# What you need to do
Copy out each of the following lines word for word, with nothing changed.

==*==

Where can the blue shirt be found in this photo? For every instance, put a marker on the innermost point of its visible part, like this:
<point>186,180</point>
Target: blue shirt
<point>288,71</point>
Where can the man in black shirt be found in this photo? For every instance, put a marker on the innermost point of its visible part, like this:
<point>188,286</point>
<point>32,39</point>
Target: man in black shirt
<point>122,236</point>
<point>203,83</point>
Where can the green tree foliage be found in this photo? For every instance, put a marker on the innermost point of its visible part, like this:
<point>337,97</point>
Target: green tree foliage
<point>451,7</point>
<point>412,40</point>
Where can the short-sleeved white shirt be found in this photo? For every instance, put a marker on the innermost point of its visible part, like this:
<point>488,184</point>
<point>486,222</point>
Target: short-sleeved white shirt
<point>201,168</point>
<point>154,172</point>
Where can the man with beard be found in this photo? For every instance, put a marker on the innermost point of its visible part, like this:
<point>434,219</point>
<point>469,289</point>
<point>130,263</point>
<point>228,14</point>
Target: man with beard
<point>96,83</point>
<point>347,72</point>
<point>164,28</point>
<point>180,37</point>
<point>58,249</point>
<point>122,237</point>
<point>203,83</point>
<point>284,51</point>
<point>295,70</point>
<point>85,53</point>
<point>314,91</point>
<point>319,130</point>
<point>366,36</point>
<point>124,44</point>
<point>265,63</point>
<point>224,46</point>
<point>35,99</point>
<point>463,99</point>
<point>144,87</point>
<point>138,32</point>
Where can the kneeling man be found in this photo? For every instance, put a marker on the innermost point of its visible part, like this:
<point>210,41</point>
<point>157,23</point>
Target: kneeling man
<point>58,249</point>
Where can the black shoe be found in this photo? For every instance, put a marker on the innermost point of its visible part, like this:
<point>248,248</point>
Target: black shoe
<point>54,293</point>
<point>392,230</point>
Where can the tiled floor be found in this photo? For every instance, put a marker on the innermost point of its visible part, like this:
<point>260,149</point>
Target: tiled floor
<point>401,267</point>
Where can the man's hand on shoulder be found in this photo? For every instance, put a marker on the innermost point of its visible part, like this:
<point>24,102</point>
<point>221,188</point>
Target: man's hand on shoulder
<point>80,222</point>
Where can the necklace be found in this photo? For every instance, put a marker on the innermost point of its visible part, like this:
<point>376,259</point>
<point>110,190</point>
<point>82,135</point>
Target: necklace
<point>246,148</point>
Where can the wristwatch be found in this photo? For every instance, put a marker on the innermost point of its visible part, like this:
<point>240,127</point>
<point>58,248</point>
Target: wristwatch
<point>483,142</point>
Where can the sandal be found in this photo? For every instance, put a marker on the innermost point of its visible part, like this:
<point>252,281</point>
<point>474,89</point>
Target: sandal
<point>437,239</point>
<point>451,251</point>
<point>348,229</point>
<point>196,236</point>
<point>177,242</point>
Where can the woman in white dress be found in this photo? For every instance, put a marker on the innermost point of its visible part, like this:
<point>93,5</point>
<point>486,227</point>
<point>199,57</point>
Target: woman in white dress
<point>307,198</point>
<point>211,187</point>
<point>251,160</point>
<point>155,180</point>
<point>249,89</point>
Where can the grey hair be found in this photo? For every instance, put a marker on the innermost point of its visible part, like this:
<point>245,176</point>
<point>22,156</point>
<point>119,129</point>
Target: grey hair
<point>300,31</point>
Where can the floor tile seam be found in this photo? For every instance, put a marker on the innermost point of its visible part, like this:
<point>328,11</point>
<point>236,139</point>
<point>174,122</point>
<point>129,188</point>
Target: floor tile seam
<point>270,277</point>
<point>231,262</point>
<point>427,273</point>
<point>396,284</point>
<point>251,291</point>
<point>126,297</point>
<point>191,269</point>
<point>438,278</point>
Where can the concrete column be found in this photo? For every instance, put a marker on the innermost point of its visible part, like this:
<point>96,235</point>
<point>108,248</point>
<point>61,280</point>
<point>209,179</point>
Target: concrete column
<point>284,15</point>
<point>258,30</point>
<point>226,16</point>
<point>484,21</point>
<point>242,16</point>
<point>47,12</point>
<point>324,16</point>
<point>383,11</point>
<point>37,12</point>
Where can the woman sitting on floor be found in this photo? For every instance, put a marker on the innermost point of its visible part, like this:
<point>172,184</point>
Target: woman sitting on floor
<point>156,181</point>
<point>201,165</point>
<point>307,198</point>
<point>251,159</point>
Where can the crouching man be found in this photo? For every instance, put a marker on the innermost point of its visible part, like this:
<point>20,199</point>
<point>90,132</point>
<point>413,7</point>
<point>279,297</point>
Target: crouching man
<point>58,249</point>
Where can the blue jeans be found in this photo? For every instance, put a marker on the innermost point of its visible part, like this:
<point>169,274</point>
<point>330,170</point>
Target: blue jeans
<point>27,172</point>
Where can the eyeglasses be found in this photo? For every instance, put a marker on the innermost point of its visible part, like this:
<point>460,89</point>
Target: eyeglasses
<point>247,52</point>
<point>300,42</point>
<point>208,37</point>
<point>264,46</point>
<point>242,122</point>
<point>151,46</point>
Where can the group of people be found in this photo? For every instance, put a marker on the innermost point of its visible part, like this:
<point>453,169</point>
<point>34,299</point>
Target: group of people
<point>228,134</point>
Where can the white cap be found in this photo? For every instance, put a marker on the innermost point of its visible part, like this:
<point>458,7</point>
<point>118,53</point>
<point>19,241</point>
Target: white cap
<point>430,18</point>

==*==

# Exercise output
Where can the blue shirt be found in this photo? For every instance, put a marker on the innermost point of its visible part, like this:
<point>186,180</point>
Target: blue shirt
<point>288,71</point>
Where can the man in black shirt be found in this photo? For every instance, put a marker on the innermost point of its visible part, like this:
<point>188,286</point>
<point>32,39</point>
Target: man in black shirt
<point>122,236</point>
<point>203,83</point>
Where can the green tree foliage be found in this photo? For every instance, put a marker on the innermost point of its visible part, like this:
<point>337,97</point>
Target: green tree foliage
<point>451,7</point>
<point>412,40</point>
Where can the short-sleeved white shirt be found in this photo? For every instance, put a marker on the innermost point of its visible part, like this:
<point>488,184</point>
<point>486,222</point>
Target: short-sleeved white shirt
<point>201,168</point>
<point>154,172</point>
Where can the man with beard be found in this photo? For every instance, put a marker on the innermost point of its visible part, like this:
<point>434,219</point>
<point>469,289</point>
<point>130,263</point>
<point>228,14</point>
Target: man with beard
<point>96,83</point>
<point>347,72</point>
<point>164,28</point>
<point>180,37</point>
<point>58,249</point>
<point>122,237</point>
<point>203,83</point>
<point>284,51</point>
<point>295,70</point>
<point>85,53</point>
<point>314,91</point>
<point>319,130</point>
<point>366,36</point>
<point>124,44</point>
<point>265,63</point>
<point>224,46</point>
<point>35,99</point>
<point>463,99</point>
<point>144,87</point>
<point>138,32</point>
Where can the kneeling man be found in this photo? For every instance, put a marker on the innermost point of its visible part, like this:
<point>210,41</point>
<point>157,23</point>
Target: kneeling man
<point>58,249</point>
Where can the black shoe be found in this photo? For every instance, put a marker on the innermost point of its visible part, like this:
<point>248,248</point>
Target: black shoe
<point>54,293</point>
<point>392,230</point>
Where can the tiled floor be found in this photo? For every instance, put a marker on the innermost point of its visible part, like this:
<point>260,149</point>
Target: tiled floor
<point>401,267</point>
Where can the man's hand on shoulder be found in this photo? For every instance, put a marker on the innermost point of its visible part, like this:
<point>24,102</point>
<point>221,188</point>
Target: man's hand on shoulder
<point>80,222</point>
Where can the necklace be found in this photo? For every instance, put a marker on the innermost point of its visible part, like this:
<point>376,259</point>
<point>110,190</point>
<point>82,135</point>
Target: necklace
<point>246,148</point>
Where can the wristwatch be found in this photo? For every instance, put a marker on the innermost point of its visible part, like this:
<point>240,127</point>
<point>58,248</point>
Target: wristwatch
<point>483,142</point>
Where can the sandal be found in this photo? For every instance, put a marker on the innermost point of its visible part, like this:
<point>252,281</point>
<point>474,89</point>
Target: sandal
<point>437,239</point>
<point>451,251</point>
<point>348,229</point>
<point>196,236</point>
<point>177,242</point>
Where can the woman in white dress be found in this photo? For every instance, put a marker on the innermost point of its visible part, like this:
<point>93,5</point>
<point>486,227</point>
<point>199,57</point>
Target: woman in white dress
<point>307,198</point>
<point>211,187</point>
<point>251,160</point>
<point>155,180</point>
<point>249,89</point>
Where can the grey hair be found in this photo? For every instance, put a marker on the innermost point of its visible part, like this:
<point>245,176</point>
<point>22,156</point>
<point>119,129</point>
Target: grey hair
<point>300,31</point>
Where can the floor tile seam be found in this photo? For every instance, put a marker on the innermost point of its visible part, like this:
<point>328,11</point>
<point>236,139</point>
<point>174,122</point>
<point>129,188</point>
Target: floor tile seam
<point>270,277</point>
<point>231,262</point>
<point>427,273</point>
<point>396,284</point>
<point>251,291</point>
<point>126,297</point>
<point>191,269</point>
<point>438,278</point>
Where can the concrete column be found in this photo? For every instance, put a marker on the innermost point of its visible part, like this:
<point>96,235</point>
<point>108,248</point>
<point>61,280</point>
<point>209,179</point>
Target: concrete column
<point>284,15</point>
<point>258,30</point>
<point>226,16</point>
<point>484,21</point>
<point>242,16</point>
<point>47,12</point>
<point>324,16</point>
<point>383,11</point>
<point>37,12</point>
Where can the woman sitting on floor be found in this photo? For every instance, put a marker on the innermost point of its visible part, like this:
<point>172,184</point>
Target: woman sitting on floor
<point>156,181</point>
<point>201,165</point>
<point>307,198</point>
<point>251,159</point>
Where can the crouching man be found in this photo? For every instance, put a marker on the innermost point of its visible part, like this:
<point>20,199</point>
<point>90,132</point>
<point>413,7</point>
<point>279,297</point>
Target: crouching man
<point>58,249</point>
Where can the blue jeans be found in this photo? For every instance, put a marker on the innermost point of its visible part, like this:
<point>169,274</point>
<point>330,170</point>
Target: blue jeans
<point>27,172</point>
Where can the eyeglasses be found in this photo? For every instance, put a marker on the innermost point of its visible part, like this:
<point>460,89</point>
Target: eyeglasses
<point>247,52</point>
<point>300,42</point>
<point>208,37</point>
<point>264,46</point>
<point>242,122</point>
<point>151,46</point>
Where can the group of people be found in this photo? For every instance, put a marker on the innermost point of its visible part, like this:
<point>453,169</point>
<point>34,299</point>
Target: group of people
<point>228,134</point>
Where can the white cap be found in this photo? For every instance, put a marker on the innermost point of its visible part, like this:
<point>458,7</point>
<point>118,53</point>
<point>19,241</point>
Target: white cap
<point>430,18</point>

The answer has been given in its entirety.